# GOAL:
Extend the forum thread about recording sports broadcasts without the repeats, picking up right after its last line.

That's why Season Passes worked great. Or the ability to limit Wishlist recordings to specific channels. That way you can exclude the channels that only show the repeats.

FIOS has the first one, DirecTV has BOTH.


----------



## TonyD79 (Jan 4, 2002)

Last night I noticed that the Orioles replay on MASN had the OAD in it. I then checked a few more games on MASN and found more. So I set up a 1P for MLB on MASN and it worked correctly. New put new games in the to do list and said it wasn't doing "reruns." New and repeat did the same because of the 28 day rule. Everything did it all. 

Progress. I guess.


----------



## markjrenna (Mar 23, 2006)

Zero progress here...

Original airing is 7 pm. re-airing 11:30 pm. 

New Only or New and Repeats. No difference.


----------



## slowbiscuit (Sep 19, 2006)

cherry ghost said:


> Other way around for PGA Tour Golf; no OAD for original/live airing, OAD for repeat later in the day, although it's the wrong day. This would somewhat okay if they also didn't have different seriesIDs.


Yep, the golf broadcasts I've seen so far are completely broken.


----------



## series5orpremier (Jul 6, 2013)

rainwater said:


> This is why MLB Baseball can't be recorded correctly.


And the reason MLB Baseball can't be identified correctly is because MLB Baseball games more than five-eight days into the future aren't MLB baseball games but instead generic College Football games or generic Bundesliga Soccer games or generic studio shows.

Meanwhile the Gracenote data at Zap2It is 13 days of flawlessness as usual.


----------



## Steve (Apr 24, 2003)

markjrenna said:


> Zero progress here...
> 
> Original airing is 7 pm. re-airing 11:30 pm.
> 
> New Only or New and Repeats. No difference.

# EXTRACTED DATA:

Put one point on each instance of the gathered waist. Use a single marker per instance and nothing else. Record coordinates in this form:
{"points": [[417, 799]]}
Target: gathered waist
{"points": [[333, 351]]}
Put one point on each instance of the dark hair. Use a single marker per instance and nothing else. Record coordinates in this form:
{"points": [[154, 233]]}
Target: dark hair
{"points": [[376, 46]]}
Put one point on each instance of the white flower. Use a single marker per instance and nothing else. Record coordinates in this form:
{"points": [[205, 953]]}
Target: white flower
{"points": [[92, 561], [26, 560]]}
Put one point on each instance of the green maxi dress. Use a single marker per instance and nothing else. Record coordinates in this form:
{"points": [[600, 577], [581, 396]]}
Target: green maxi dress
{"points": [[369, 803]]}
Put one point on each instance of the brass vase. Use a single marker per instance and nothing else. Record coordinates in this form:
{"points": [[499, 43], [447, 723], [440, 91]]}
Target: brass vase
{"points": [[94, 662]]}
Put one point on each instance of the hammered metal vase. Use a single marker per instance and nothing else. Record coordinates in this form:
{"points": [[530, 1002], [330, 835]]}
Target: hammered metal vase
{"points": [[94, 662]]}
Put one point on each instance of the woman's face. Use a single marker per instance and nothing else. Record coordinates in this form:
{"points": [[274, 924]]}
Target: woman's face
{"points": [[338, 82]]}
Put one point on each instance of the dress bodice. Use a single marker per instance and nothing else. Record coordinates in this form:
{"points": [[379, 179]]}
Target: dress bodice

--

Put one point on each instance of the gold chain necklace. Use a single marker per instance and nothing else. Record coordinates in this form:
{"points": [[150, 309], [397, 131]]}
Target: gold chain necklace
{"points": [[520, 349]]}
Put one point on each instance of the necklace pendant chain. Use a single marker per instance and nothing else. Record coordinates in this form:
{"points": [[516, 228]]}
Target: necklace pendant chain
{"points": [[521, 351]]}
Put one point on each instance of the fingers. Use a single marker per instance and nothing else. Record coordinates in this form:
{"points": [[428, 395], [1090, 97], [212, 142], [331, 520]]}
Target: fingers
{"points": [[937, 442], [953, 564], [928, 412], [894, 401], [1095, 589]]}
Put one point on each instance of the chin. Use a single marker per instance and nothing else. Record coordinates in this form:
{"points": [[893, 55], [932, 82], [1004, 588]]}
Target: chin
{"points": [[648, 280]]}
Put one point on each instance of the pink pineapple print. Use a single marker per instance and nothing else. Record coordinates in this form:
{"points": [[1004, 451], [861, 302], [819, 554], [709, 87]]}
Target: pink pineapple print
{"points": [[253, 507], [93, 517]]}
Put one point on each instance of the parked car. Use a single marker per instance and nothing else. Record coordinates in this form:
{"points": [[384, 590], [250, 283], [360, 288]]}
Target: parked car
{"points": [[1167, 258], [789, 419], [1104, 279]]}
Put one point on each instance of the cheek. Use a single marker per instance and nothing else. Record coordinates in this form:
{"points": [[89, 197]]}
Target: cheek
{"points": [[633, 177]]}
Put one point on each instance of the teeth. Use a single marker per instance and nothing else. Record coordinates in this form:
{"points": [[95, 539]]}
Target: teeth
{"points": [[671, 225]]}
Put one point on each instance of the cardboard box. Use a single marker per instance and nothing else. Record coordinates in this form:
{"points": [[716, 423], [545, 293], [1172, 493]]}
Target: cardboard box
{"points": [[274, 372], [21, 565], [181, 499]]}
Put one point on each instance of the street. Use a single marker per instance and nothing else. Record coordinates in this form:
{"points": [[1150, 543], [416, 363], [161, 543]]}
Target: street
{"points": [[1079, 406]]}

* * *

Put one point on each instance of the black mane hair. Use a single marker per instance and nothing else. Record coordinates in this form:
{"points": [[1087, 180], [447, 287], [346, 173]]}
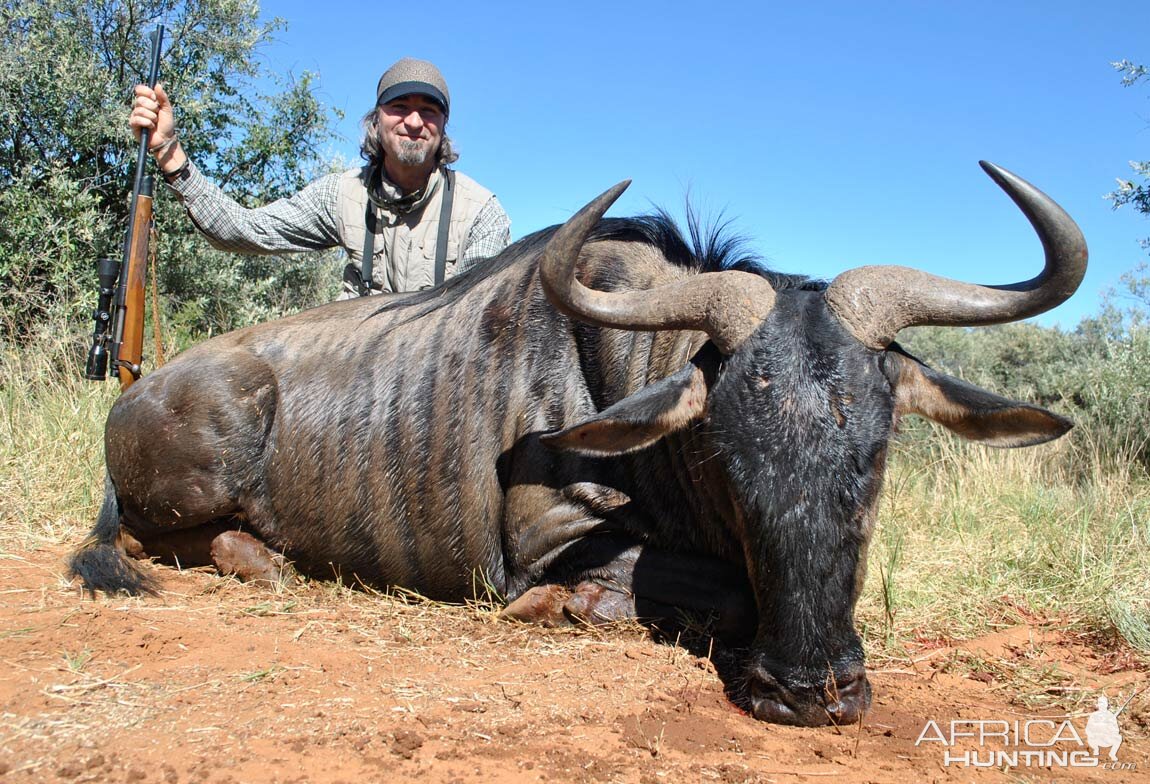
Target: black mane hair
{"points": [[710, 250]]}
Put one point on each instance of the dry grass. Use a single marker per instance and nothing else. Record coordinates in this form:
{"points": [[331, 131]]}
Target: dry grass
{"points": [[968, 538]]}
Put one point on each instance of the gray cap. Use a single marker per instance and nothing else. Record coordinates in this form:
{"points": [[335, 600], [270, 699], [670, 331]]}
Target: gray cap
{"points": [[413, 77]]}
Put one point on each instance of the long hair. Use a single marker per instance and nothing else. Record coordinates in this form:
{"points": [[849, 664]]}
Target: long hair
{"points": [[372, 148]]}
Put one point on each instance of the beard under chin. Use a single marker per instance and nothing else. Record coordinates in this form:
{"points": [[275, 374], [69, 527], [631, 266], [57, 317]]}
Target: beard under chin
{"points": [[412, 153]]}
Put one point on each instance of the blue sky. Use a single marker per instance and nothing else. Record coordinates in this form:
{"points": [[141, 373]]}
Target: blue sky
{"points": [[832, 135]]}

# THE ANSWER:
Same here with all the [email protected] games through Sunday. Difference from Tony, tho, is all the repeats have an OAD one day earlier than the live event.

I'm going to report this, FWIW.


----------



## jth tv (Nov 15, 2014)

TonyD79 said:


> Well. At first there was no OAD at all now there is for the live event. I'd say that is an intention to fix.


And now there is No First Aired Date for College Football on 9/17. Whatever progress there was has vanished.


----------



## TonyD79 (Jan 4, 2002)

jth tv said:


> And now there is No First Aired Date for College Football on 9/17. Whatever progress there was has vanished.


I have dates for 9/17.


----------



## Space (Jan 13, 2002)

When Rovi/Microsoft were working on issues after the WMC migration, it was common to see some progress, only to have it revert back to the old behavior a week or two later, so this is not something I am surprised by.

One of these things would be episode specific info on individual episodes of shows on a particular channel. There would be no ESI at all on a channel, then they would fix it and shows towards the end of the guide would start getting ESI, then a week or two later, the shows stopped getting ESI, it would stay that way for a couple weeks, and then get fixed again, etc. I think this happened two or three times with one channel. The channel currently has ESI for most shows (still one show missing it), so I guess they eventually got it working for the most part.

I am starting to see this issue on some channels that were recently "fixed", they have ESI up until next week, then they are missing it again. It remains to be seen if that info will be filled in before the episodes start airing, but I do have a bit of déjà vu.


----------



## jth tv (Nov 15, 2014)

TonyD79 said:


> I have dates for 9/17.


Well, not here. Roamio Basic using Antenna in Los Angeles.


----------



## Steve (Apr 24, 2003)

jth tv said:


> And now there is No First Aired Date for College Football on 9/17. Whatever progress there was has vanished.


Right now, I've got "College Football" games out to 9/18, but OADs only out to 9/10. A one-pass is only selecting games with OADs.

I'm gonna try to force a guide update, to see if anything changes.


----------



## lpwcomp (May 6, 2002)

Space said:


> When Rovi/Microsoft were working on issues after the WMC migration, it was common to see some progress, only to have it revert back to the old behavior a week or two later, so this is not something I am surprised by.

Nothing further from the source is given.